WHAT NEEDS TO BE DONE: Can you reproduce the data beneath, keeping every line exact?

Stored data:
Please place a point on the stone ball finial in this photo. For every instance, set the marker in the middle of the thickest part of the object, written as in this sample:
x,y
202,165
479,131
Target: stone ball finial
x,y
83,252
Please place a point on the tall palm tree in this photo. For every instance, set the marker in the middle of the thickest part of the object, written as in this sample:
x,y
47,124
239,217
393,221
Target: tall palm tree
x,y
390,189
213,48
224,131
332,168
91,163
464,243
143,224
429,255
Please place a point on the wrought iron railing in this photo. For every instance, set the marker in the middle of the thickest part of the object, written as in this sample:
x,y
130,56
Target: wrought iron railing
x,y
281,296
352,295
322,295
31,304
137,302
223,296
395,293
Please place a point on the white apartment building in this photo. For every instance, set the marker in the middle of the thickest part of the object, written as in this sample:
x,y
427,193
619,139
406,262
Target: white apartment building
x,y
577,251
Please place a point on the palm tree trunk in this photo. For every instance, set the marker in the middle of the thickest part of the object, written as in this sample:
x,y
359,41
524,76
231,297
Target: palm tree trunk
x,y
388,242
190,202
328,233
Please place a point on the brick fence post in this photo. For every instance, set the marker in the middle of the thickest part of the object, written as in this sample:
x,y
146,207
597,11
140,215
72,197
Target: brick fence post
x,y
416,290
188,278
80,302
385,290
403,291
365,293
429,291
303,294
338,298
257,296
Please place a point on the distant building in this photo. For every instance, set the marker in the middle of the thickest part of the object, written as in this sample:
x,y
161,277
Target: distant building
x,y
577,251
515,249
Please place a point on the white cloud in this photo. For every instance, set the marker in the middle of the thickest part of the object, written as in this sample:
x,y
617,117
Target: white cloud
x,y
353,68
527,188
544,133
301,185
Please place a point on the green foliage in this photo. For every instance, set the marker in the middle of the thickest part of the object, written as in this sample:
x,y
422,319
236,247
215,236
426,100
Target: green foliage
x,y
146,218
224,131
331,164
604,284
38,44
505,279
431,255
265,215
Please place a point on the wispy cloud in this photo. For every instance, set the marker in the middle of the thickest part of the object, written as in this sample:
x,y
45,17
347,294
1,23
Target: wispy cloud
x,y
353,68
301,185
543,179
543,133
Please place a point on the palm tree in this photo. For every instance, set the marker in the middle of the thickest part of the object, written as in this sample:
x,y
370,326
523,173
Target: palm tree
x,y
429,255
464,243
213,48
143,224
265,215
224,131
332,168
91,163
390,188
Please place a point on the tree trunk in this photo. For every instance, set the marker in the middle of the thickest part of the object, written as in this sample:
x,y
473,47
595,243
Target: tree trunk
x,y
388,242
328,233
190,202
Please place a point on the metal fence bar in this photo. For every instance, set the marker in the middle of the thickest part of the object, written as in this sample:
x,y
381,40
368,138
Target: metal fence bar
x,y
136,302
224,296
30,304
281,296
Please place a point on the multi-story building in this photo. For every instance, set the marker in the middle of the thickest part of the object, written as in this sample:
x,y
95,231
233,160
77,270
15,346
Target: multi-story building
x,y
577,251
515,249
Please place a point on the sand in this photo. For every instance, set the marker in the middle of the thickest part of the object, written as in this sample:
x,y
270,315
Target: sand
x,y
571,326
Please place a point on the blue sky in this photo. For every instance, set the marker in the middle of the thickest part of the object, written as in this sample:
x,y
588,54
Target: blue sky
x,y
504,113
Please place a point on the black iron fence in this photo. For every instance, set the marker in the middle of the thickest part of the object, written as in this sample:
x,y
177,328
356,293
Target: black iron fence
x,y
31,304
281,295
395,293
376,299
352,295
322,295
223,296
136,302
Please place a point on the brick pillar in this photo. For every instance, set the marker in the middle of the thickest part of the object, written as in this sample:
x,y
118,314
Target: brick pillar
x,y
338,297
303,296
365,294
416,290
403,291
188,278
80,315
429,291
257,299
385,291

SOLUTION TO THIS EXERCISE:
Please place a point on the stone ball finial in this photo. For every instance, set the marker in the middle of the thickest part of the object, written as in this sample:
x,y
202,165
479,131
Target: stone ball finial
x,y
83,252
Please place a point on the tall palm tree in this photo. For every instance, set the marker in the middle of the thickest part of the object, written as in this sample:
x,y
47,124
239,217
393,221
Target: tall palm tree
x,y
390,189
213,48
224,131
332,168
91,163
464,243
143,224
429,255
Please place a point on the wrought iron railing in this photo. For every instance, set the marker in the middle of the thickest part of the object, written as in this sample:
x,y
130,56
Target: wrought iron railing
x,y
281,296
352,295
322,295
31,304
137,302
223,296
395,293
Please place a point on the white apartment building in this photo. For every instance, set the marker in the middle of the thickest part of the object, written as in this sample:
x,y
427,193
619,139
406,262
Target: white apartment building
x,y
577,251
Please place a point on the palm tree trunk in this photo. For every instance, set the marker in the middle of the thickest part of the object, written as in this sample:
x,y
359,41
524,76
231,297
Target: palm tree trunk
x,y
388,242
190,202
328,233
Please place a point on the brick fence post in this photo. For every instance, set the marker in the middle of the thickest part of the object, written as in this sample:
x,y
146,207
597,11
140,215
72,197
Target: brick fence post
x,y
416,290
188,278
80,302
385,290
403,291
365,293
429,291
303,294
338,298
257,296
Please place a point on the distant building in this photo. For every instance, set the marker in the middle of the thickest part of the object, written as in this sample:
x,y
161,277
Target: distant building
x,y
577,251
515,249
Please place a point on the white cloud in this photo. For every instance, set the marker in the middle of the thickest part of the object, written as in this sample:
x,y
617,117
Target: white cloud
x,y
353,68
527,188
544,133
301,185
Please place a point on the green foliage in this photo. For every instance, set the marker in the middle of the thickest part of the object, written as in this sample:
x,y
422,319
236,247
215,236
426,100
Target: green foliage
x,y
146,218
224,131
331,164
604,284
38,44
505,279
431,255
265,215
Please place a point on the wispy cloud in this photo. For every instance, set the marker in the middle of the thickest part of the object, written as in this sample:
x,y
45,17
347,294
1,23
Target: wispy cloud
x,y
353,68
301,185
543,179
543,133
Please place a point on the palm tree in this photo. For every instance, set the marker in the middle of the thickest part of the object, written as in this sample:
x,y
370,326
523,173
Target: palm tree
x,y
429,255
464,243
213,48
143,224
265,215
224,131
332,168
91,163
390,188
Please place a point on the tree trunk in this photo. For every instance, set the marker in the middle of the thickest part of the object, written as in this sample:
x,y
473,47
595,243
Target: tree trunk
x,y
388,242
328,233
190,202
Please place a point on the metal fence bar in this photo. For every instance, set the marker in the middle of the thickest part of the object, written as in this sample:
x,y
381,40
368,138
Target: metal fence bar
x,y
136,302
224,296
30,304
281,296
Please place a point on the multi-story building in this photo. For every instance, set the marker in the middle of the thickest part of the object, written as in this sample:
x,y
95,231
233,160
77,270
15,346
Target: multi-story building
x,y
577,251
515,249
Please place a point on the sand in this photo. For every instance, set the marker in the middle of the thickest part of the object, written as in this sample:
x,y
270,315
Target: sand
x,y
571,326
Please place a point on the blue sky in this photo. For every instance, set the marker in the middle of the thickest part of the object, written as in this sample:
x,y
588,54
Target: blue sky
x,y
504,113
Please place a point on the black iron fence in this photo. For every instance, set the marker in the middle of the thickest part of the object, written as in this sample:
x,y
177,328
356,293
Target: black iron fence
x,y
31,304
281,295
395,293
376,299
352,295
322,295
223,296
136,302
Please place a point on the brick pillar in this photo. For every instance, set the marker in the middle of the thickest part of the object, written as in this sample:
x,y
118,314
Target: brick pillar
x,y
338,297
303,296
365,294
416,290
403,291
188,278
80,315
429,291
257,299
385,291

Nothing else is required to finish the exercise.